== EXTRACTED MATERIAL

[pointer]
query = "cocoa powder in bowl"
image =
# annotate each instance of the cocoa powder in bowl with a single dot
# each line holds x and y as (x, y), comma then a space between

====

### BRIEF
Write out the data above word for word, keeping every line and character unchanged.

### RESULT
[pointer]
query = "cocoa powder in bowl"
image =
# annotate each instance of the cocoa powder in bowl with a single dot
# each line holds x and y as (x, y), comma then a space between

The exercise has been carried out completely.